* **PROBLEM TO WORK ON**
Output only the lines below that start at the line containing "Target: black baseball cap" and end at the line containing "[pin] white cloud", with both ends kept.

* **EXTRACTED RECORDS**
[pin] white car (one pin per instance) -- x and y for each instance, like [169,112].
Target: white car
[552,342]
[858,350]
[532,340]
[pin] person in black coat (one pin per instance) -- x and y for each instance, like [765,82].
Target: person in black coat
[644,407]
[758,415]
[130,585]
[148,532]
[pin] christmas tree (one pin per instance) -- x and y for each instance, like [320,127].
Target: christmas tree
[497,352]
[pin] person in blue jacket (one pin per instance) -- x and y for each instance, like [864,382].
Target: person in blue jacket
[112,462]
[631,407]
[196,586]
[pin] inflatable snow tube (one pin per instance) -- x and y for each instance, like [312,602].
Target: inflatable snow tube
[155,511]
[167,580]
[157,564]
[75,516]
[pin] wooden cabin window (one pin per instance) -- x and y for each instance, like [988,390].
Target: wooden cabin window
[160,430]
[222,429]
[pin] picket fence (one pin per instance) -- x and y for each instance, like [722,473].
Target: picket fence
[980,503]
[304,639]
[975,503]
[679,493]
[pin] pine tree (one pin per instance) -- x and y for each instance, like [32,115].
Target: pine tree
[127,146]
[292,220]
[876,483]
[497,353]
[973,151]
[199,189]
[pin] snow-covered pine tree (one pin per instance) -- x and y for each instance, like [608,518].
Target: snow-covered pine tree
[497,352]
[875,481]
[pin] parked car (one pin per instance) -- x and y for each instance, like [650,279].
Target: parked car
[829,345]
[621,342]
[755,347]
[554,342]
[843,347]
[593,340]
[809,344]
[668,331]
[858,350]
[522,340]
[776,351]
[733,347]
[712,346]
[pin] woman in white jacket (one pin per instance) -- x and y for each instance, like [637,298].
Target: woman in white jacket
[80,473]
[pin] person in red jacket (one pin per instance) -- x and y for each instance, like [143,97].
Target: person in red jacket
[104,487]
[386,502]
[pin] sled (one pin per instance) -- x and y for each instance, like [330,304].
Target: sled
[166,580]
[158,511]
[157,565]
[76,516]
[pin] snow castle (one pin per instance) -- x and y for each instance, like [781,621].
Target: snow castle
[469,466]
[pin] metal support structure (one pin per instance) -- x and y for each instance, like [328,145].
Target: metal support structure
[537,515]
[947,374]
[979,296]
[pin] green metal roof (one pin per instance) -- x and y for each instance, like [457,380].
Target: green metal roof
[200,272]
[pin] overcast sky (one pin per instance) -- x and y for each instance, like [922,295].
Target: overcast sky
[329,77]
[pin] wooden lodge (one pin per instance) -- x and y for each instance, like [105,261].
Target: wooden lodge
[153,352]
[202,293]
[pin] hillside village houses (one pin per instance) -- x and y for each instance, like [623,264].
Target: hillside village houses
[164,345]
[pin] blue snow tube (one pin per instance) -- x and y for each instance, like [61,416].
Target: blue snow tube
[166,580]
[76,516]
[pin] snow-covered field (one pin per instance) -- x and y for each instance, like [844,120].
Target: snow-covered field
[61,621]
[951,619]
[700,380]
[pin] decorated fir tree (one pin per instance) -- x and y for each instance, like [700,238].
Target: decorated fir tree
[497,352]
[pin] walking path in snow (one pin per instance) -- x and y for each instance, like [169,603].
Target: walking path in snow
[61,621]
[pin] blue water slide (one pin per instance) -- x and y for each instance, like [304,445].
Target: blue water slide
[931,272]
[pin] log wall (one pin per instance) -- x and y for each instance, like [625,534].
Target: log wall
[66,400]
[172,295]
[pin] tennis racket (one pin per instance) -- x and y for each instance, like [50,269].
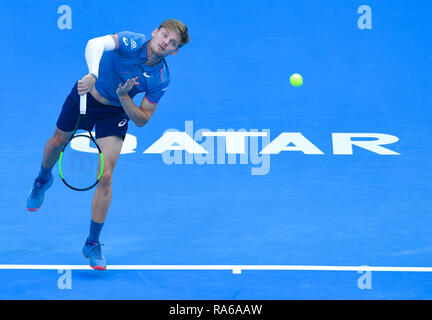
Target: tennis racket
[81,160]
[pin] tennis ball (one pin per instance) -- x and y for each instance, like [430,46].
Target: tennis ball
[296,80]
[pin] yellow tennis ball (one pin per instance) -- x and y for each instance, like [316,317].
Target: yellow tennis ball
[296,80]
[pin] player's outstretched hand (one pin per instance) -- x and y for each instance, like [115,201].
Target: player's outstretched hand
[86,84]
[123,90]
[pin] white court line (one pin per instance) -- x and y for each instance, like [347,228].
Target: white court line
[233,268]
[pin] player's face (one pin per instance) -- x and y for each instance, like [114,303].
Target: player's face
[165,42]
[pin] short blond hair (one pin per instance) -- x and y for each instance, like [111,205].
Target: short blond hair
[179,27]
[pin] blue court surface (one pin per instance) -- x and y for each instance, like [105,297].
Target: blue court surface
[338,208]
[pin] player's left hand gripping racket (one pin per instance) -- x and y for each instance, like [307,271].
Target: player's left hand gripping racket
[81,160]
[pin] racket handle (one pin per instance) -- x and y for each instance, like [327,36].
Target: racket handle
[83,103]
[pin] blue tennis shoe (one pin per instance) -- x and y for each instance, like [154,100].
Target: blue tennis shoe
[37,194]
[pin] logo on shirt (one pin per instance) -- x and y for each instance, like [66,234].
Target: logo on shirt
[122,123]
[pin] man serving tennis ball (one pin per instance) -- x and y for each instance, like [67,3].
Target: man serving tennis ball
[120,65]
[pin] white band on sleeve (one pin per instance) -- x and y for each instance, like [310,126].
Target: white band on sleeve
[94,50]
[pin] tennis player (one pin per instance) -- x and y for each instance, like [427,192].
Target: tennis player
[120,65]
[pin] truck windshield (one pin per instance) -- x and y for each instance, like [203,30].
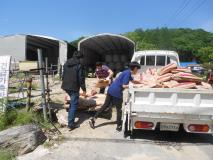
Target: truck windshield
[150,60]
[142,62]
[161,60]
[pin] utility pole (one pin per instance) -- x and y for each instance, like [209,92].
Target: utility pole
[43,98]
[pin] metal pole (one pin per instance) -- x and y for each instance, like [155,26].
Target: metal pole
[43,99]
[29,88]
[48,89]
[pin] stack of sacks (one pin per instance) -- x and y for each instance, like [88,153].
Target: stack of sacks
[170,77]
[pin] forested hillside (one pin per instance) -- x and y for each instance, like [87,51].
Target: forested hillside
[187,42]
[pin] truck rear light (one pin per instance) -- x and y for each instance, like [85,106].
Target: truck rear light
[198,128]
[144,125]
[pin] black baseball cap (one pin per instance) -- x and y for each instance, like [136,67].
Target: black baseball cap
[134,64]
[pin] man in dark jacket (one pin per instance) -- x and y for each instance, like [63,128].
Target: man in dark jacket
[73,79]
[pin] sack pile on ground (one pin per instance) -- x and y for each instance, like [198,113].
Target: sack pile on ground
[170,77]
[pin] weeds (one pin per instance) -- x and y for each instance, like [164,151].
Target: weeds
[6,155]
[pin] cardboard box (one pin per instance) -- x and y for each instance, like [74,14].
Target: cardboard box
[102,83]
[28,65]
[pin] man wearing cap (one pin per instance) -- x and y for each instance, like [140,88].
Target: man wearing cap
[115,94]
[73,79]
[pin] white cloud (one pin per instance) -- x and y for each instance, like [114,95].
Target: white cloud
[208,25]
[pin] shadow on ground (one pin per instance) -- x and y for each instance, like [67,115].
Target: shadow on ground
[179,137]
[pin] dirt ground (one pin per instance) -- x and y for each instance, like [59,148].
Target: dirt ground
[105,143]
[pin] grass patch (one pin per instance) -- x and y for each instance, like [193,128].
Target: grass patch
[15,117]
[17,87]
[6,155]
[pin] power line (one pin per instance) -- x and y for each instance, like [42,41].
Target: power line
[181,8]
[196,7]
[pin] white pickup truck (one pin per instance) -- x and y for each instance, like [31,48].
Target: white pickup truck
[166,108]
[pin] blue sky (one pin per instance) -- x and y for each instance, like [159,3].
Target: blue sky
[70,19]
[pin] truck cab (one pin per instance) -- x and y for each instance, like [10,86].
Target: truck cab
[168,108]
[155,58]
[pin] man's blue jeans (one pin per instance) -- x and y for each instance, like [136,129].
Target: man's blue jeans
[74,97]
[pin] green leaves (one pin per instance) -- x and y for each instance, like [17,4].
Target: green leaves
[187,42]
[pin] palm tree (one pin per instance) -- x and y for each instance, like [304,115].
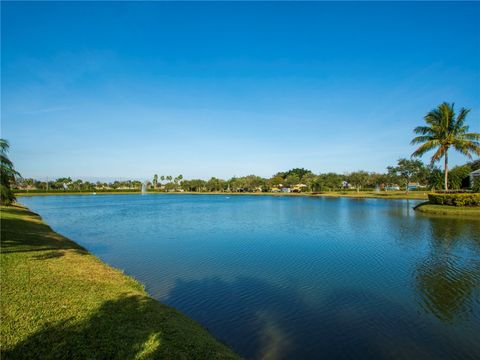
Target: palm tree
[7,174]
[444,130]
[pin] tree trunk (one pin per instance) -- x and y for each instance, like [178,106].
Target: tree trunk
[446,170]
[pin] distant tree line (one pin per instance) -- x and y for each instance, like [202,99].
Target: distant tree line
[404,174]
[443,130]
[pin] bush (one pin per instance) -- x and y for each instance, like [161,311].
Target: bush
[459,199]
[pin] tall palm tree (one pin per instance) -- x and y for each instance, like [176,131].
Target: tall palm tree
[444,130]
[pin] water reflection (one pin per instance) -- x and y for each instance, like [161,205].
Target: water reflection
[448,279]
[281,278]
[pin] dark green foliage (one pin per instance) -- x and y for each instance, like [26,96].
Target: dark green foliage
[444,130]
[470,199]
[7,174]
[459,177]
[407,170]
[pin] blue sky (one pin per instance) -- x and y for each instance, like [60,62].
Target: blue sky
[126,90]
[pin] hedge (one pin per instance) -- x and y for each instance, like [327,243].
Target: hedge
[461,199]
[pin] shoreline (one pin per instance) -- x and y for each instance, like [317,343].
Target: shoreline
[427,208]
[59,299]
[400,195]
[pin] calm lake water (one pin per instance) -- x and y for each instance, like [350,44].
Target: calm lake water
[292,277]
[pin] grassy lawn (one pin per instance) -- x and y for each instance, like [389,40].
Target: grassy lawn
[58,301]
[449,210]
[394,195]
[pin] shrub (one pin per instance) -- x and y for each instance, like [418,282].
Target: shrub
[459,199]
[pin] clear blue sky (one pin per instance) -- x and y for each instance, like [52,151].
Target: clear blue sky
[220,89]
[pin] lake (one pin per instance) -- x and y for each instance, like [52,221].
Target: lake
[293,277]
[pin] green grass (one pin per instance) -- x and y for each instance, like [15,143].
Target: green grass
[448,210]
[393,195]
[59,301]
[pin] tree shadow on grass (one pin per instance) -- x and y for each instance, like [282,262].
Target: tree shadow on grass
[26,233]
[263,321]
[130,327]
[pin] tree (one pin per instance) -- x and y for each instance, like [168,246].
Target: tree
[7,174]
[459,177]
[359,179]
[445,130]
[408,170]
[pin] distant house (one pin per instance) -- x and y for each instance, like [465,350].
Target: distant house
[392,187]
[298,187]
[415,186]
[474,176]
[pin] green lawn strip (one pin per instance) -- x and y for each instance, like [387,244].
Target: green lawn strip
[393,195]
[428,208]
[59,301]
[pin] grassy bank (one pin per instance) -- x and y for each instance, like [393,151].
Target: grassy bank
[393,195]
[448,210]
[59,301]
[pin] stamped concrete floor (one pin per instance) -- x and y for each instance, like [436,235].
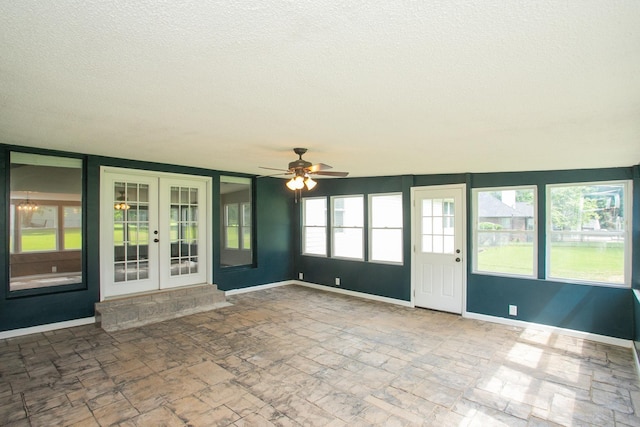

* **THE ANSWER**
Target: black baseball cap
[134,64]
[pin] man in dark jacket (one pin per instance) -- x and y for each instance, like [63,128].
Target: man in dark jacket
[73,79]
[pin] sack pile on ground (one pin per instance) -- x and y for each instance, like [198,113].
Target: sack pile on ground
[170,77]
[pin] weeds (one pin per instance) -- x and y for each instance, like [164,151].
Target: weeds
[6,155]
[pin] cardboard box (one pin per instance) -- x and y for each instance, like [74,14].
Target: cardboard box
[102,83]
[28,65]
[pin] man wearing cap (one pin per instance) -- x and y for each instance, like [140,88].
Target: man wearing cap
[115,94]
[73,79]
[pin] white cloud (one pin per instance) -- x and y for each instance, like [114,95].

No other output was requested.